Nella prima scena Antifone, dopo aver invitato a pranzo i fratelli per il giorno dopo, racconta loro questo apologo: un vecchio, simile a lui, chiede al genero, simile a Epignomo, di dargli per una notte la flautista che ha portato in patria, dato che lui in precedenza gli aveva dato la figlia come moglie; il giovane gliene dà quattro di propria spontanea volontà e il vecchio, in risposta, chiede anche del cibo, ma, dato che il giovane rifiuta, si accontenta delle quattro flautiste. Dopo aver raccontato questo apologo, Antifone va a fare il bagno. I due fratelli ridono tra loro, capendo che il vecchio in questo modo aveva mascherato una richiesta che intendeva fare lui stesso, e decidono di dargli una flautista.

Nella seconda scena Gelasimo tenta per l'ultima volta di ottenere un invito a pranzo, stavolta da parte di Panfilippo: gli chiede di non andare a pranzo da Epignomo e di pranzare nella sua casa, ovviamente invitando il parassita. Boutémy lega l'insicurezza delle strade menzionata da Gelasimo alla pratica dei Baccanali, vietati nel 186 a.C. Panfilippo rifiuta e assieme a Epignomo si prende gioco di Gelasimo, accennando al fatto che finché era stato il loro parassita aveva mandato in rovina il loro patrimonio.[15]

(LA)

«Dum parasitus mi atque fratri fuisti, rem confregimus.
[...] Satis spectatast mihi iam tua felicitas;
nunc ego nolo ex Gelasimo mihi fieri te Catagelasimum.»

(IT)

«Ho già visto anche troppo come porti fortuna. Finché sei stato il parassita mio e di mio fratello, abbiamo mandato in malora il patrimonio. Non voglio davvero che tu da Gelasimo mi diventi Catagelasimo.»

Gelasimo torna a casa, manifestando il proposito di impiccarsi il giorno stesso per non morire di fame.[15]

(LA)

«Iamne abierunt? Gelasime, vide quid es capturus consili.
Egone? Tune. Mihine? Tibine. Viden ut annonast gravis?
Viden benignitates hominum ut periere et prothymiae?
Viden ridiculos nihil fieri, atque ipsos parasitarier?
Numquam edepol me vivom quisquam in crastinum inspiciet diem;
nam mihi iam intus potione iuncea onerabo gulam,
neque ego hoc committam, ut me esse omnes mortuum dicant fame.»

### COMPITO ASSEGNATO:
Prosegua il brano sulle scene con Antifone e Gelasimo a partire dal punto in cui si interrompe. Le righe riportate di seguito provengono da una fonte diversa dal brano.

### RIGHE:

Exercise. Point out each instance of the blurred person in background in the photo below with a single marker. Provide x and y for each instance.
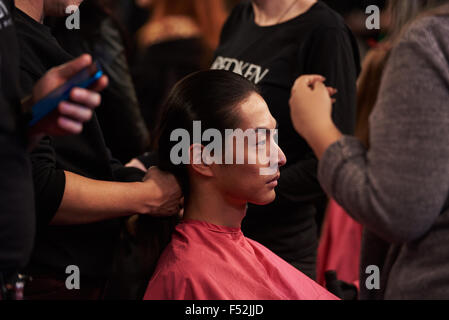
(340, 244)
(271, 43)
(82, 193)
(397, 188)
(17, 211)
(178, 39)
(100, 35)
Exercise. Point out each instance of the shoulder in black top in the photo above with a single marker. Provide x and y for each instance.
(16, 189)
(316, 42)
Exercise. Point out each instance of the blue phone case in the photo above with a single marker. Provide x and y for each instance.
(84, 79)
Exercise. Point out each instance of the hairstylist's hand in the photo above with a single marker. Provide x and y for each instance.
(165, 191)
(311, 105)
(311, 109)
(69, 117)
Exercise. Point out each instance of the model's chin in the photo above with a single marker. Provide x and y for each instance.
(267, 198)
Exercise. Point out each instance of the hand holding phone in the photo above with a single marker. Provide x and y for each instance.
(66, 96)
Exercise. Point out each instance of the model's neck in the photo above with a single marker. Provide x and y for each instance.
(214, 208)
(269, 12)
(33, 8)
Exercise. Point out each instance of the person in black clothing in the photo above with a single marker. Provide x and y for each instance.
(272, 43)
(101, 36)
(177, 40)
(17, 222)
(79, 198)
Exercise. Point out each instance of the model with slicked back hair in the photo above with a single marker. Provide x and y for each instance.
(209, 96)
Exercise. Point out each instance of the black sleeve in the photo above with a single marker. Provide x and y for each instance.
(120, 107)
(16, 192)
(49, 181)
(334, 55)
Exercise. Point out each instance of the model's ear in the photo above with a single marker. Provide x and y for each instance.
(199, 160)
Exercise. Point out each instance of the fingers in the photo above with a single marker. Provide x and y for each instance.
(100, 85)
(69, 126)
(85, 97)
(71, 68)
(75, 112)
(332, 91)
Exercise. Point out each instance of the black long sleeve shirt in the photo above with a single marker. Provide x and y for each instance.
(16, 188)
(316, 42)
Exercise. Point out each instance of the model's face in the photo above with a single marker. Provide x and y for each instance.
(246, 182)
(57, 8)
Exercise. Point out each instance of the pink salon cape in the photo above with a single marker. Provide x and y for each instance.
(209, 262)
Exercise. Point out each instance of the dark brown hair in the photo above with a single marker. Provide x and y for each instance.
(208, 96)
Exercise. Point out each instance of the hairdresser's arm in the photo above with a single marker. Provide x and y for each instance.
(87, 201)
(398, 187)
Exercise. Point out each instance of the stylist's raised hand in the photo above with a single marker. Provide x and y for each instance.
(70, 115)
(311, 105)
(164, 193)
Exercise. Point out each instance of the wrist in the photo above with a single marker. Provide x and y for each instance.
(322, 137)
(148, 197)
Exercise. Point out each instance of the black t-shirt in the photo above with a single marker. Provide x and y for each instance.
(16, 189)
(316, 42)
(89, 246)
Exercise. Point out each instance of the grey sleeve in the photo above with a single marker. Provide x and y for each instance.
(399, 186)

### RISPOSTA:
(IT)

«Sono già andati via? Gelasimo, sta' attento alla decisione che stai per prendere. Io? - Tu - Per me? - Sì per te. Non vedi quanto costa la vita? Non vedi come sono svanite la generosità e la benevolenza degli uomini? Non vedi che i buffoni non valgono più un accidente e che sono loro stessi (indica la casa dei fratelli) a fare i parassiti? Per Polluce, nessuno mi vedrà fra i vivi domani: a casa mi riempirò la gola con un bel decotto di giunco, così la gente non potrà dire che sono morto di fame!»

Atto V (vv. 641-775) modifica

Nella prima scena Stico aspetta con impazienza l'arrivo di Sagarino.

Nella seconda scena Sagarino arriva e con Stico continua i preparativi per il banchetto, che si terrà a casa di Panfilippo.

Nella terza scena Stefania si presenta, dicendo che quella sera intratterrà i suoi amici Stico e Sagarino.

Nella quarta scena Stico e Sagarino, in presenza di un flautista, cominciano a bere il vino donato da Epignomo, a mangiare qualcosa e a cantare. La legittimità di questo banchetto, celebrazione dei piaceri trasgressivi qui farsescamente celebrati, è ribadita dall'ambientazione greca.[16]

Nella quinta scena entra Stefania e comincia a ballare con i due amici al suono del flauto; finiti i balli, i tre si spostano in un'altra stanza e Stico invita gli spettatori a tornare a casa per fare baldoria. Nel finale della commedia il banchetto tocca l'acme del suo potenziale trasgressivo, che però è legittimato dall'ambientazione greca e servile; il mondo padronale romano non ne viene toccato.[17]

(LA)

«Intro hinc abeamus nunciam: saltatum satis pro vinost.
Vos, spectatores, plaudite atque ite ad vos comissatum.»

(IT)

«Su, entriamo adesso, si è ballato assai per il vino tracannato. Voi, spettatori, applaudite e andate a casa vostra a far baldoria.»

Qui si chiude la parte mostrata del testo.